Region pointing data
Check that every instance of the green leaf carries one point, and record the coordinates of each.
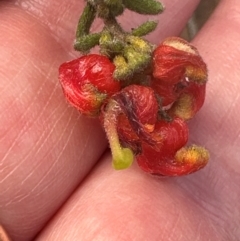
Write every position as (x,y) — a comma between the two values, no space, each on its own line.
(85,21)
(85,43)
(145,28)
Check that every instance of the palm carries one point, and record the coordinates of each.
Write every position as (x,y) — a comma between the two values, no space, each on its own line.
(47,149)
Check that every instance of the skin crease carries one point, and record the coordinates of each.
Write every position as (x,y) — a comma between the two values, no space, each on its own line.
(50,185)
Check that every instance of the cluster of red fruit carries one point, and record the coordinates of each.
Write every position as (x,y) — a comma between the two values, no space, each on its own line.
(145,118)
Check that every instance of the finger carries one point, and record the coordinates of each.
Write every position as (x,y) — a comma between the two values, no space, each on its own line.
(46,147)
(62,17)
(129,205)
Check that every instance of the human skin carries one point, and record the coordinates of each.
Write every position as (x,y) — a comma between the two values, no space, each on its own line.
(56,179)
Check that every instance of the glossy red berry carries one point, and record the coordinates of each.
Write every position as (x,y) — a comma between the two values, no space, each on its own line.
(169,157)
(175,59)
(88,81)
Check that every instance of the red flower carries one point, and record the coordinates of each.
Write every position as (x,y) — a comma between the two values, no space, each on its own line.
(132,123)
(169,157)
(87,82)
(175,59)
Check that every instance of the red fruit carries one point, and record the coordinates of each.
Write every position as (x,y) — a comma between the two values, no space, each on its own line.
(189,102)
(168,157)
(139,108)
(88,81)
(175,59)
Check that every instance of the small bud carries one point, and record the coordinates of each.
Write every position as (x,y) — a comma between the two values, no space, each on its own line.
(87,82)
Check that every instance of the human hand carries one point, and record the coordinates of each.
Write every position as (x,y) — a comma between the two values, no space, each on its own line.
(56,180)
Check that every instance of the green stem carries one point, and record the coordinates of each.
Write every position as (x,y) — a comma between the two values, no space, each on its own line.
(85,21)
(122,157)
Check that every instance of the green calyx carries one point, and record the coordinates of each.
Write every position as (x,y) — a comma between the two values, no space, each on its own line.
(130,53)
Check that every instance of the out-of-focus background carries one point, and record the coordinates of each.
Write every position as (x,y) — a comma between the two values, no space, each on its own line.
(202,13)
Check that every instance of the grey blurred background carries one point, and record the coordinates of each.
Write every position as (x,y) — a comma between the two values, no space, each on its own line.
(200,16)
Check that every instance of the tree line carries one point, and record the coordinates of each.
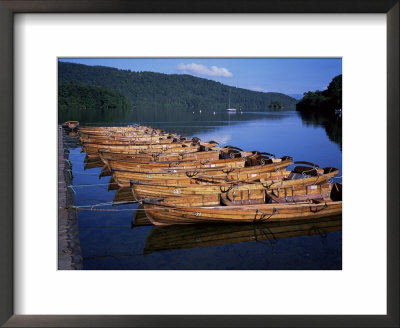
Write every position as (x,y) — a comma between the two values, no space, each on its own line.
(326,101)
(172,91)
(82,96)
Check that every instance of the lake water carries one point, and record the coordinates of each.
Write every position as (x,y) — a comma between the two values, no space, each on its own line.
(109,242)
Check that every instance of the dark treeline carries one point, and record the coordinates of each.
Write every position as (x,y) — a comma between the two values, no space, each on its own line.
(84,97)
(175,91)
(324,102)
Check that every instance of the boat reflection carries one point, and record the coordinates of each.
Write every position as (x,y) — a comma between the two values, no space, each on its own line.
(124,196)
(162,238)
(139,218)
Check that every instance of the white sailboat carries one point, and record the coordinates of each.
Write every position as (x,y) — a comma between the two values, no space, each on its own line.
(229,109)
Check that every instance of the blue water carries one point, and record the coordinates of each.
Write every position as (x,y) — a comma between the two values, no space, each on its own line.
(109,243)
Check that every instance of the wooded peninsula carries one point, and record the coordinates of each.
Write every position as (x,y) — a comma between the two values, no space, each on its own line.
(107,87)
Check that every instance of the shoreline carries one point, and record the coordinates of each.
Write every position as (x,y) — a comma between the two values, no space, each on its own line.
(69,249)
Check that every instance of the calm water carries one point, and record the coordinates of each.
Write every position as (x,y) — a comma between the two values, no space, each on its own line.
(109,243)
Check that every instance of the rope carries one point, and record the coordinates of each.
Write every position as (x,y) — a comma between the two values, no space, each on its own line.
(82,173)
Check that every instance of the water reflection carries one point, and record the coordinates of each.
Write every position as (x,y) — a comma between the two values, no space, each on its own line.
(332,124)
(193,236)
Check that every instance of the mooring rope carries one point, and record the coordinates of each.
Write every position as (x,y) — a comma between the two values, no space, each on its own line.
(89,185)
(82,173)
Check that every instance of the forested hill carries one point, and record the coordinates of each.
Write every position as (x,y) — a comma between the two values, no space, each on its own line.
(73,96)
(175,91)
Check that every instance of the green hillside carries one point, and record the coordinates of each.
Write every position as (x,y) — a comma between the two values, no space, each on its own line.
(74,96)
(176,91)
(324,102)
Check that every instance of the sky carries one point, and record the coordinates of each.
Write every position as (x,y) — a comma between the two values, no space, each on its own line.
(286,75)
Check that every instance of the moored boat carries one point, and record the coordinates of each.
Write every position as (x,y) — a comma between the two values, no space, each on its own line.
(71,125)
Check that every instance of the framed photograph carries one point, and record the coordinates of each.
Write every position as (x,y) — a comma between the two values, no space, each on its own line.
(246,82)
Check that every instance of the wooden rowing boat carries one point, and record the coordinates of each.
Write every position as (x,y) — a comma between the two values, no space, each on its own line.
(201,235)
(175,147)
(170,166)
(196,186)
(164,214)
(243,196)
(92,162)
(229,173)
(72,125)
(160,157)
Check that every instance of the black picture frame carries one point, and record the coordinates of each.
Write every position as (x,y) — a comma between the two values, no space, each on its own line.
(10,7)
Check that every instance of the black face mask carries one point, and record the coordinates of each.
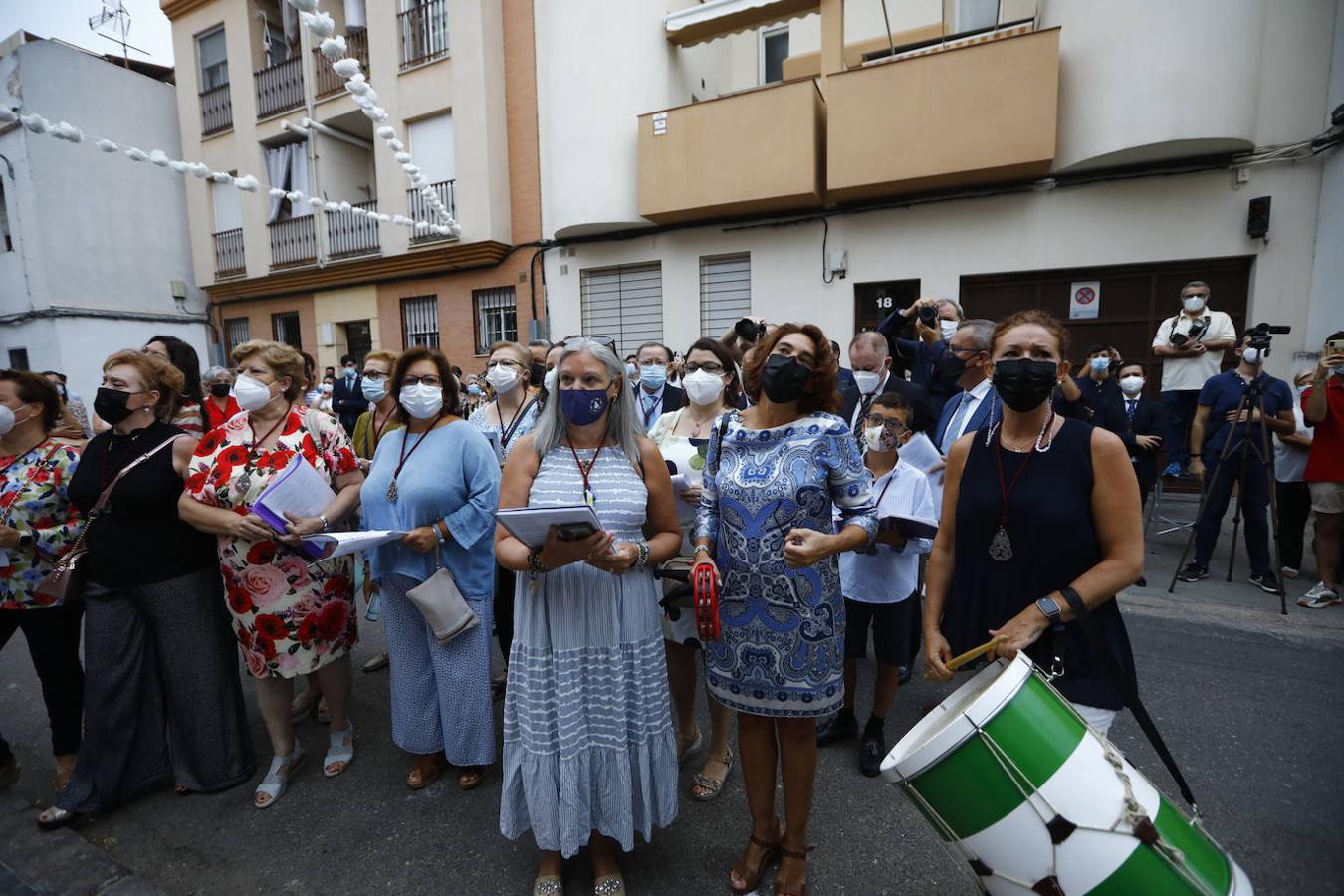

**What you have to do**
Please repeat, with no pictures, each line from the start of the records above through the line with "Check that every instance of the cluster", inclusive, and only those.

**Response to the exercise**
Check that every instance of the green leaf carries one point, and record the coordinates of each.
Write every position as (x,y) — a comma between the two values, no space, each on its own line.
(85,21)
(85,43)
(145,28)
Check that every instance of the palm carries one point, and record the coordinates of each.
Write every position as (x,y) — a comma between the two values, no space, each on its own line.
(47,149)
Check that every instance of the skin crease carries one point, and record the coordinates of each.
Write every position as (x,y) — a comma between the two values, no space, each on its own line.
(50,185)
Check that every instance of the cluster of red fruit carries one point, and record the coordinates of each.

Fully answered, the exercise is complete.